The expected result is a verbatim repetition of the lines from the start of the entries through the line containing "box: [386, 180, 415, 242]", with the pictures removed.

### Items from a data source
• • •

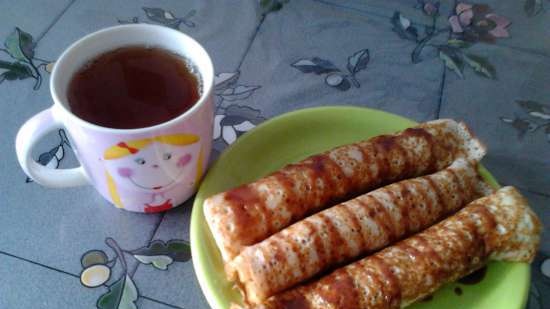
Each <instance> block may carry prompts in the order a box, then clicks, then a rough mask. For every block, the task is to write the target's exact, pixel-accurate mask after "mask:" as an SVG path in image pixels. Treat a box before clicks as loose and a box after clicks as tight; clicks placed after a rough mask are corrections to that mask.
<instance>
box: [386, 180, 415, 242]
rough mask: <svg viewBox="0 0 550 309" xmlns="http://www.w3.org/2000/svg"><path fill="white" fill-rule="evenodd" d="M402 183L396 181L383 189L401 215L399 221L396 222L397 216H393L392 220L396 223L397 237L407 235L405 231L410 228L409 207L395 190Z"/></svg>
mask: <svg viewBox="0 0 550 309" xmlns="http://www.w3.org/2000/svg"><path fill="white" fill-rule="evenodd" d="M400 185H401V183H396V184H393V185H391V187H390V188H387V187H385V188H382V190H384V192H385V193H386V194H387V195H388V196H389V200H390V202H391V203H392V204H393V206H394V208H395V209H396V210H397V211H398V212H399V214H400V217H401V218H400V219H399V222H396V218H394V217H393V216H392V221H391V222H392V223H393V225H395V227H396V230H397V231H396V232H395V236H396V237H397V239H400V238H401V237H403V235H405V233H407V231H408V229H409V223H408V221H407V220H408V216H409V214H408V209H405V207H404V203H403V200H402V199H401V198H400V197H398V195H397V193H396V192H395V191H397V190H396V189H398V188H399V186H400ZM403 215H405V216H403ZM390 216H391V214H390Z"/></svg>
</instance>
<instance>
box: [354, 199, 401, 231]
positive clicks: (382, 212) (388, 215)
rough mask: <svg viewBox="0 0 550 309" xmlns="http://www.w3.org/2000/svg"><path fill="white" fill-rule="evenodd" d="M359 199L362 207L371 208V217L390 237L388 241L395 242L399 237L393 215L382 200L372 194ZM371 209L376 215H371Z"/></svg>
mask: <svg viewBox="0 0 550 309" xmlns="http://www.w3.org/2000/svg"><path fill="white" fill-rule="evenodd" d="M357 201H358V202H359V203H360V204H361V206H362V207H364V208H366V209H368V210H369V217H370V218H371V219H372V220H373V221H374V222H375V223H376V225H377V226H378V227H380V228H381V229H382V231H383V233H384V235H386V236H387V237H388V242H393V241H394V240H396V239H397V233H396V231H395V229H394V226H395V225H394V224H393V219H392V216H391V215H390V213H389V212H388V210H387V209H386V207H384V205H382V203H381V202H380V201H378V200H377V199H376V198H375V197H373V196H370V195H368V196H365V197H364V198H361V199H357ZM371 211H373V212H374V214H376V216H374V215H373V216H370V212H371Z"/></svg>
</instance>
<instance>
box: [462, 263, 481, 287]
mask: <svg viewBox="0 0 550 309" xmlns="http://www.w3.org/2000/svg"><path fill="white" fill-rule="evenodd" d="M485 275H487V266H484V267H482V268H480V269H478V270H476V271H474V272H473V273H471V274H469V275H467V276H466V277H463V278H461V279H459V280H458V282H460V283H462V284H466V285H473V284H478V283H480V282H481V281H483V279H484V278H485Z"/></svg>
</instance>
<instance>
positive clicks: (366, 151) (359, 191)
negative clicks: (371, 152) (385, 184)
mask: <svg viewBox="0 0 550 309" xmlns="http://www.w3.org/2000/svg"><path fill="white" fill-rule="evenodd" d="M357 147H358V148H359V150H360V151H361V155H362V156H363V163H362V165H363V166H365V175H364V177H360V176H363V175H358V176H359V177H357V178H358V179H356V180H355V181H356V183H357V188H356V191H358V192H361V191H365V190H369V189H371V188H373V187H374V186H375V185H376V184H378V183H379V180H378V179H379V178H378V175H373V174H372V172H371V170H370V168H369V166H370V165H372V164H376V162H372V157H371V156H370V153H369V150H368V149H366V147H363V146H361V145H360V144H357Z"/></svg>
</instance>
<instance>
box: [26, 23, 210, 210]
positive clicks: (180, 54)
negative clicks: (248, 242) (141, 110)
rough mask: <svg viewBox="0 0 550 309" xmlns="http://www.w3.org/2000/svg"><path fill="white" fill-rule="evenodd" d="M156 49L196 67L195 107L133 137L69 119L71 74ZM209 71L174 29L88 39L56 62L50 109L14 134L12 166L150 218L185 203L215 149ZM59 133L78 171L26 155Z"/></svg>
mask: <svg viewBox="0 0 550 309" xmlns="http://www.w3.org/2000/svg"><path fill="white" fill-rule="evenodd" d="M130 45H134V46H135V45H142V46H154V47H160V48H164V49H166V50H169V51H172V52H174V53H176V54H179V55H181V56H183V57H184V58H186V59H187V60H189V61H190V62H191V63H193V64H194V65H195V66H196V68H197V71H198V73H199V74H200V77H201V80H202V83H201V84H202V93H201V96H200V98H199V100H198V101H197V102H196V103H195V104H194V105H193V106H192V107H191V108H190V109H189V110H187V111H186V112H185V113H183V114H181V115H179V116H178V117H176V118H174V119H171V120H169V121H166V122H164V123H161V124H158V125H155V126H151V127H146V128H138V129H113V128H106V127H102V126H98V125H95V124H93V123H90V122H87V121H85V120H83V119H81V118H79V117H77V116H75V115H74V114H73V113H71V111H70V109H69V105H68V101H67V89H68V86H69V82H70V81H71V78H72V76H73V74H74V73H75V72H77V71H78V70H79V69H80V68H82V66H83V65H85V64H86V63H87V62H88V61H90V60H92V59H93V58H95V57H97V56H99V55H100V54H103V53H105V52H108V51H111V50H114V49H117V48H119V47H124V46H130ZM213 82H214V68H213V65H212V61H211V59H210V57H209V56H208V53H207V52H206V51H205V50H204V48H203V47H202V46H201V45H200V44H199V43H197V42H196V41H195V40H193V39H192V38H190V37H189V36H187V35H185V34H183V33H181V32H179V31H176V30H174V29H170V28H166V27H162V26H154V25H146V24H135V25H122V26H115V27H111V28H106V29H103V30H100V31H98V32H95V33H92V34H89V35H87V36H85V37H84V38H82V39H80V40H78V41H77V42H75V43H74V44H72V45H71V46H70V47H69V48H68V49H67V50H65V51H64V52H63V54H62V55H61V56H60V57H59V59H58V60H57V62H56V64H55V66H54V69H53V71H52V74H51V79H50V92H51V95H52V98H53V105H52V106H51V107H50V108H48V109H46V110H44V111H42V112H40V113H38V114H37V115H35V116H33V117H32V118H31V119H29V120H28V121H27V122H25V123H24V124H23V126H22V127H21V128H20V129H19V132H18V134H17V138H16V152H17V159H18V160H19V163H20V165H21V167H22V168H23V170H24V171H25V173H26V174H27V175H28V176H29V177H30V178H32V179H33V180H34V181H35V182H37V183H39V184H41V185H44V186H48V187H57V188H59V187H71V186H80V185H85V184H91V185H92V186H94V187H95V188H96V190H97V191H98V192H99V193H100V194H101V195H102V196H103V197H104V198H106V199H107V200H108V201H110V202H111V203H112V204H113V205H114V206H116V207H117V208H121V209H125V210H129V211H135V212H145V213H154V212H160V211H165V210H168V209H171V208H172V207H175V206H178V205H179V204H181V203H182V202H184V201H185V200H186V199H188V198H189V197H190V196H191V195H192V194H193V193H194V192H195V191H196V188H197V185H198V183H199V181H200V179H201V177H202V175H203V173H204V171H205V169H206V167H207V164H208V159H209V155H210V150H211V148H212V130H213V118H214V106H213V97H212V88H213ZM60 128H64V129H65V131H66V132H67V133H68V137H69V141H70V143H71V148H72V149H73V150H74V153H75V154H76V158H77V159H78V161H79V162H80V167H77V168H71V169H50V168H47V167H45V166H42V165H40V164H38V163H37V162H35V161H34V160H33V159H32V157H31V150H32V148H33V146H34V145H35V144H36V143H37V141H38V140H40V139H41V138H43V137H44V135H46V134H47V133H49V132H52V131H54V130H58V129H60Z"/></svg>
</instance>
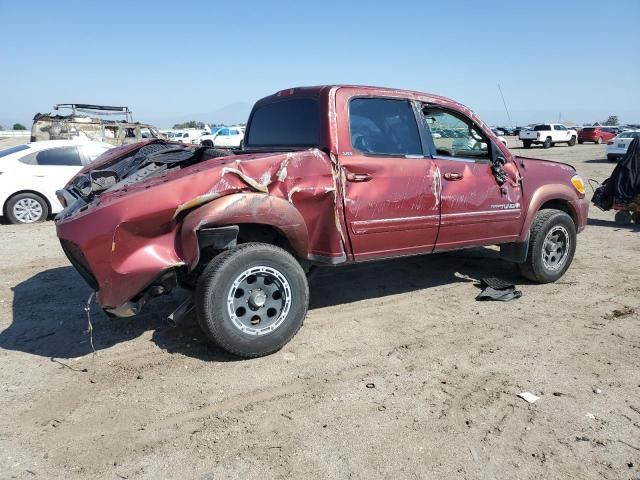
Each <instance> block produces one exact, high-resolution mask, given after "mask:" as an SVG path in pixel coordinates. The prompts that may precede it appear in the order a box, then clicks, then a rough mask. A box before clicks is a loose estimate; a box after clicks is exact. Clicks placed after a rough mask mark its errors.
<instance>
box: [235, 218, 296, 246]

• • •

### Task answer
Each <instance> block may carry prompts in the order a box, then clicks, then a rough mask. For every block, the task is to write the target's exact, pixel-accurate mask after "mask:" as an SVG path in image pixels. Treat a box before clicks as loose and a box after clicks as tight; clicks placed after a rough mask are corrections to that mask.
<instance>
box: [386, 180, 415, 242]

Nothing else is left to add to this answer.